### SOURCE DOCUMENT

OILPATCH PIONEERS

The Made-In-Canada Success of the Oilsands Owes a Great Debt to the Work of Researchers Karl Clark and Roger Butler

By Maurice Smith

(from New Technology Magazine, 10th Anniversary Edition)

TINY GRAINS OF SAND, SURROUNDED BY A THIN COATING OF WATER, encased in a tar-like deposit of crude oil — it doesn’t sound like much, but it’s a substance that has enthralled generations of researchers intent on cracking open its secrets. Of the dozens of scientists and entrepreneurs who have investigated the prospects of producing oil from the vast oilsands deposits of northern Alberta, two stand out as widely recognized luminaries of the present day industry: Karl Adolf Clark, whose hot water separation process opened up for production the 10% of oilsands deposits that lie close enough to the surface to be open pit mined; and Roger Moore Butler, whose thermal in-situ process opened the door to feasible extraction of reserves out of reach of surface producers.

Their careers bookmark much of the history of the oilsands industry, which has gone from a pipe dream to a mammoth business that has put Alberta on the world oil map. Working early in the 20th century, Clark doggedly pursued a commercially viable separation method during most of his career at the Alberta Research Council and the University of Alberta. He would see his ideas bear fruit shortly before his death in 1966, as Great Canadian Oil Sands (now Suncor Energy Inc.) completed the world’s first large-scale bitumen production facility to launch, along with Syncrude Canada Ltd. 11 years later, the first phase of surface oilsands production.

######

**THE TASKS**
• 1. According to the article on the oilsands pioneers, in what year did Karl Clark die?
• 2. Copy the oilsands article from "(from New Technology" up to and including "of surface producers.", changing "scientists" to "inventors".

### RAW DATA

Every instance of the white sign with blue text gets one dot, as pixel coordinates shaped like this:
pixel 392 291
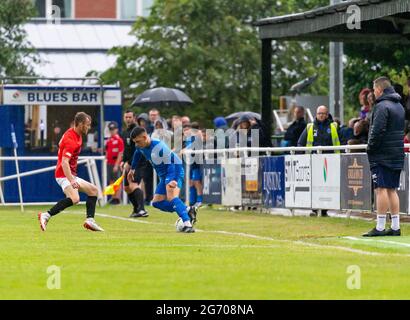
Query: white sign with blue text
pixel 27 95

######

**THE RESPONSES**
• 1. 1966

• 2.
(from New Technology Magazine, 10th Anniversary Edition)

TINY GRAINS OF SAND, SURROUNDED BY A THIN COATING OF WATER, encased in a tar-like deposit of crude oil — it doesn’t sound like much, but it’s a substance that has enthralled generations of researchers intent on cracking open its secrets. Of the dozens of inventors and entrepreneurs who have investigated the prospects of producing oil from the vast oilsands deposits of northern Alberta, two stand out as widely recognized luminaries of the present day industry: Karl Adolf Clark, whose hot water separation process opened up for production the 10% of oilsands deposits that lie close enough to the surface to be open pit mined; and Roger Moore Butler, whose thermal in-situ process opened the door to feasible extraction of reserves out of reach of surface producers.